Document text:

____________

Hiker left group behind
By Jim Fairchild
Practicing climbing, rappelling, jumaring, and other cliff side skills on the high boulders of Mt. Rubidoux, with a friend and his teenage children, is a fine Sunday afternoon activity. Then the pager activates. A frantic scramble ensues, with the result that the writer arrives home fifteen minutes later, our having disassembled riggings and anchors, coiled ropes, loped down the hill, only to get "busy" signals when attempting to call the stated number. Finally, I got Joe Erickson, and learned that a person was missing above Idyllwild. Enough information to drive to the fire station and transfer gear from pickup to the No. 2 van, drive to the Sheriff's office in Idyllwild.
Here was a scene of men readying for the hike into the heights deeply covered with snow, and the leaders planning the who, where, when, and how. I contributed a number of suggestions, then faced the packing process in a mound of scattered gear.

____________

Source data:
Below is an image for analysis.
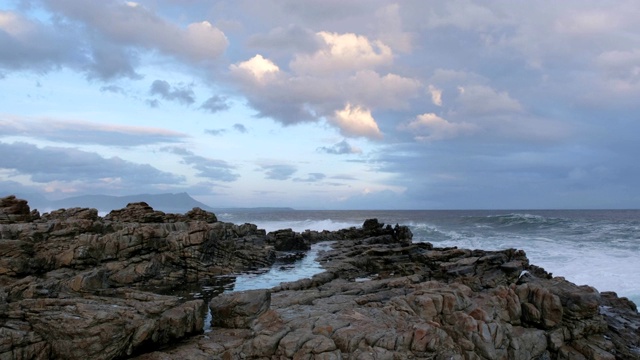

____________

Directions:
Pull out everything in the story about the missing hiker from "Here was a scene" down to "of scattered gear.", word for word.

Final result:
Here was a scene of men readying for the hike into the heights deeply covered with snow, and the leaders planning the who, where, when, and how. I contributed a number of suggestions, then faced the packing process in a mound of scattered gear.